> DIRECTIVE: From the rows below, pick out each line that contains the word "detections" and copy those lines unchanged.

> INFORMATION PROVIDED:
....
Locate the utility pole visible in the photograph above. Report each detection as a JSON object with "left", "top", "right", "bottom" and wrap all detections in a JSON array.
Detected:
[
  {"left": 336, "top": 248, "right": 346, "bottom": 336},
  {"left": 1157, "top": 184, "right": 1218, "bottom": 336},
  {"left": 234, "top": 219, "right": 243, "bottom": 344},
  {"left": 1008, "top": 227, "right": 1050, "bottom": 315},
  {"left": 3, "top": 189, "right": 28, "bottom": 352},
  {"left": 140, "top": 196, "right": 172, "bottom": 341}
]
....
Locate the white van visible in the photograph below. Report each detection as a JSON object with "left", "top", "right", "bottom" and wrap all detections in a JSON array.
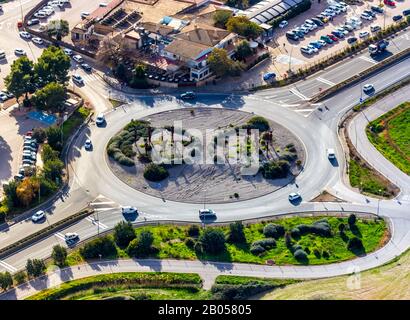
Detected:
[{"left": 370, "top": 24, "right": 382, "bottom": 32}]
....
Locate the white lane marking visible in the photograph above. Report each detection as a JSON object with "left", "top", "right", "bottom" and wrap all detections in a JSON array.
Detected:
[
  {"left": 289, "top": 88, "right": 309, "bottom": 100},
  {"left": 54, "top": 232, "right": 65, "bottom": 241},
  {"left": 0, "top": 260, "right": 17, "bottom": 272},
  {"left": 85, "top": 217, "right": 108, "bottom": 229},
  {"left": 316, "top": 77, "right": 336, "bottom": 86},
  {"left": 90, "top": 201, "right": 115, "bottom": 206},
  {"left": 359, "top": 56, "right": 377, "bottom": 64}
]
....
> RESPONSE TO THE EXERCISE:
Locate the utility pole visible in the photograph above. Report each detection as a JSON object with "left", "top", "right", "bottom" and wrap all detections in a JSON array.
Locate the white van visible in the photograph below. Report each detection as a JSON object with "left", "top", "right", "bottom" and wrap all detections in a JSON array.
Locate the white lane marking visible in the photograph above. Report each detection as a JSON object with "left", "top", "right", "bottom" and wrap all detections in a JSON array.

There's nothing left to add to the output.